The lines you return should be those containing the string "lamp", taken from the data below.

=== Provided data ===

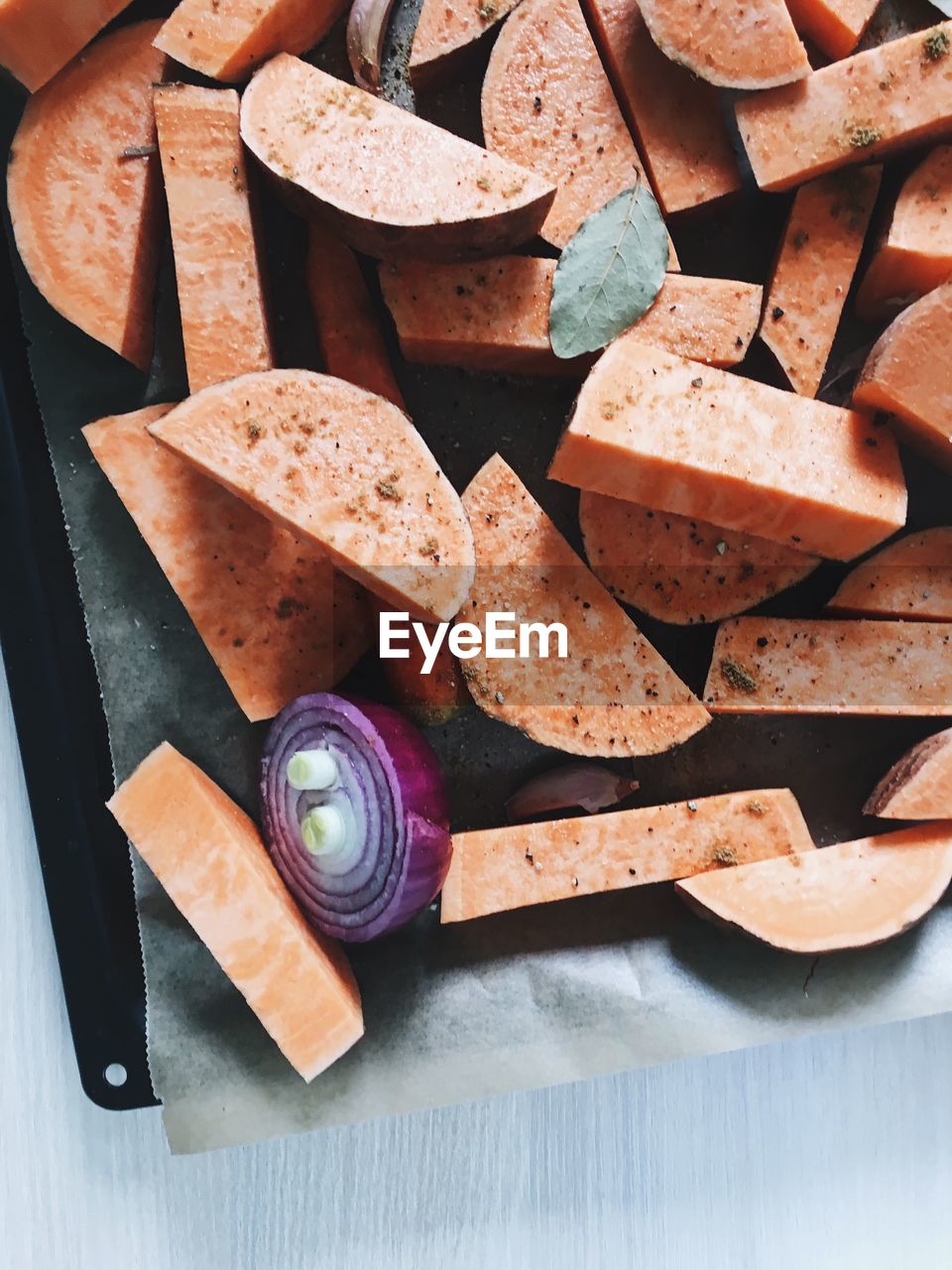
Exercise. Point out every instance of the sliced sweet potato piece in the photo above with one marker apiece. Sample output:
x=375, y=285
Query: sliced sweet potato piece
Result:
x=584, y=701
x=915, y=254
x=344, y=470
x=678, y=570
x=814, y=272
x=84, y=200
x=40, y=37
x=227, y=39
x=783, y=666
x=738, y=45
x=276, y=616
x=211, y=860
x=674, y=116
x=843, y=897
x=348, y=329
x=654, y=430
x=919, y=785
x=494, y=317
x=910, y=578
x=871, y=104
x=327, y=145
x=495, y=870
x=221, y=294
x=907, y=375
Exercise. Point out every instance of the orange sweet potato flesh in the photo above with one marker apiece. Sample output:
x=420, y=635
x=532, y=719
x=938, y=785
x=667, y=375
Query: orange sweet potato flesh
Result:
x=814, y=272
x=678, y=570
x=86, y=220
x=221, y=293
x=653, y=429
x=871, y=104
x=348, y=327
x=298, y=626
x=495, y=870
x=211, y=860
x=910, y=578
x=388, y=183
x=783, y=666
x=907, y=375
x=674, y=116
x=40, y=37
x=227, y=39
x=915, y=255
x=919, y=785
x=341, y=468
x=843, y=897
x=587, y=702
x=740, y=45
x=494, y=317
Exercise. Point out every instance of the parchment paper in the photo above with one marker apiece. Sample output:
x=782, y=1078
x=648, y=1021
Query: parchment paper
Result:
x=529, y=998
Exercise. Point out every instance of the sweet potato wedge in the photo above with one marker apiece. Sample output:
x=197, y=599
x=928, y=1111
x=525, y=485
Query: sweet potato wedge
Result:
x=871, y=104
x=352, y=343
x=919, y=785
x=326, y=144
x=86, y=217
x=40, y=37
x=495, y=870
x=678, y=570
x=344, y=470
x=211, y=860
x=298, y=626
x=783, y=666
x=910, y=578
x=843, y=897
x=655, y=430
x=907, y=375
x=814, y=272
x=494, y=317
x=740, y=46
x=915, y=254
x=584, y=701
x=225, y=40
x=221, y=293
x=674, y=117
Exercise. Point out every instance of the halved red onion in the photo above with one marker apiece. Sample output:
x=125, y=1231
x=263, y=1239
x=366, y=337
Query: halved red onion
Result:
x=354, y=815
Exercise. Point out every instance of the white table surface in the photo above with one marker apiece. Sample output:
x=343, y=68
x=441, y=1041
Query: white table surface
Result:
x=825, y=1153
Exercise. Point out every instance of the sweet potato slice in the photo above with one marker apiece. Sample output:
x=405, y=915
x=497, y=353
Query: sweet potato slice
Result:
x=919, y=785
x=674, y=117
x=227, y=39
x=494, y=317
x=907, y=373
x=275, y=615
x=40, y=37
x=678, y=570
x=814, y=272
x=910, y=578
x=654, y=430
x=445, y=33
x=344, y=470
x=221, y=294
x=611, y=693
x=211, y=860
x=782, y=666
x=348, y=330
x=871, y=104
x=494, y=870
x=843, y=897
x=327, y=145
x=915, y=254
x=86, y=216
x=738, y=45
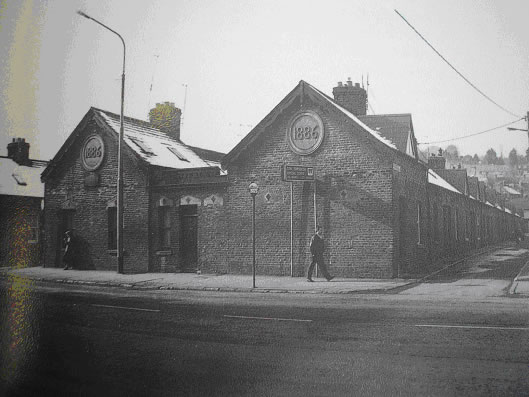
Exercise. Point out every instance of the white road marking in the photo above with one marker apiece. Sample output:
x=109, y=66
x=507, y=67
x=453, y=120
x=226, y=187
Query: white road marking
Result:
x=128, y=308
x=269, y=318
x=472, y=327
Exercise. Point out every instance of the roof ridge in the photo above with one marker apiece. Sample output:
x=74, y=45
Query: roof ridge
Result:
x=142, y=123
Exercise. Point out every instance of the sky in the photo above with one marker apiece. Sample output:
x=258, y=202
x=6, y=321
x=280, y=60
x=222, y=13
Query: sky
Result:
x=228, y=63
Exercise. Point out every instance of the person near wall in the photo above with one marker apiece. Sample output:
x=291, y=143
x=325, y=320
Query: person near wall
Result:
x=69, y=250
x=317, y=247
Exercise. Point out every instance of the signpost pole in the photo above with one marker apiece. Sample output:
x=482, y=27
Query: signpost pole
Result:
x=315, y=216
x=253, y=240
x=254, y=189
x=291, y=229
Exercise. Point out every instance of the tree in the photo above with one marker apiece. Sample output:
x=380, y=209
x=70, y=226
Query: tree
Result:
x=513, y=158
x=491, y=157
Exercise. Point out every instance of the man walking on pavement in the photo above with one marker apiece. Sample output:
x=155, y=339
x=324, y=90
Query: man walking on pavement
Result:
x=316, y=249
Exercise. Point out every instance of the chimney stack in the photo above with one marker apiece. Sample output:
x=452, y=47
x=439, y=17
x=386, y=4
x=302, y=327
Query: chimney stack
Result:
x=437, y=162
x=351, y=97
x=166, y=117
x=18, y=150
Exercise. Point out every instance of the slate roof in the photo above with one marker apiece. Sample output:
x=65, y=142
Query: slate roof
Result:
x=21, y=180
x=148, y=143
x=394, y=127
x=457, y=178
x=511, y=191
x=156, y=147
x=435, y=179
x=305, y=88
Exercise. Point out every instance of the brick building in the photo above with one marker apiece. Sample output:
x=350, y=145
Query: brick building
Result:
x=21, y=199
x=167, y=186
x=385, y=213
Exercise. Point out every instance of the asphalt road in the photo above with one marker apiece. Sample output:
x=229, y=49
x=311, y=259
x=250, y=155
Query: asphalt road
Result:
x=99, y=341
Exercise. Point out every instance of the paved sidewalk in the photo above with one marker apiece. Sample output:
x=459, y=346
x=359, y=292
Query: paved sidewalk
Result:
x=204, y=282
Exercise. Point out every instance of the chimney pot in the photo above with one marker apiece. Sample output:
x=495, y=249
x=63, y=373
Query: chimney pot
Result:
x=18, y=150
x=166, y=117
x=354, y=99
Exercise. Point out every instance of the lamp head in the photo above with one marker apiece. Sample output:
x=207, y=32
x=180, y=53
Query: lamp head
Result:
x=83, y=14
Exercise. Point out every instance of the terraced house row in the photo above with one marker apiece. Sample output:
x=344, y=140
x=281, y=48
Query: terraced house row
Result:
x=317, y=160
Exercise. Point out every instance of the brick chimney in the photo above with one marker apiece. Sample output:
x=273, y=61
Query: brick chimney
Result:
x=18, y=150
x=166, y=117
x=437, y=162
x=351, y=97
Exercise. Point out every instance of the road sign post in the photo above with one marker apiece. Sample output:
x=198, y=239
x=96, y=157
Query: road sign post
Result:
x=254, y=189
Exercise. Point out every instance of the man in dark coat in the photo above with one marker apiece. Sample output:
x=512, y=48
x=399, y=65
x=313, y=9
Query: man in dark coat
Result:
x=69, y=250
x=316, y=249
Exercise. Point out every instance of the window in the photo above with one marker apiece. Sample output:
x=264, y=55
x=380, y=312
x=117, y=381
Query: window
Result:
x=447, y=225
x=34, y=229
x=456, y=224
x=112, y=228
x=164, y=226
x=435, y=221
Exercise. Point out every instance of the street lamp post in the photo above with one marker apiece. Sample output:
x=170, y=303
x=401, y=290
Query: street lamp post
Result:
x=120, y=151
x=254, y=188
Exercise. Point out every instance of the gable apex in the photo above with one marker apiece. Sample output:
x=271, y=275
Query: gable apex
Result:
x=301, y=90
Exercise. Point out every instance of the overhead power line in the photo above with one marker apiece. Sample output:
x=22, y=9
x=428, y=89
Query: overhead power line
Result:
x=455, y=70
x=477, y=133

===

§ **Response area**:
Exercise. Point out every instance of the lamp head in the photo above with one marker apiece. Sample output:
Query: lamp head
Exercise. Point out every instance of the street lamp post in the photo above with one marker apiece. Sample output:
Query: street lamp post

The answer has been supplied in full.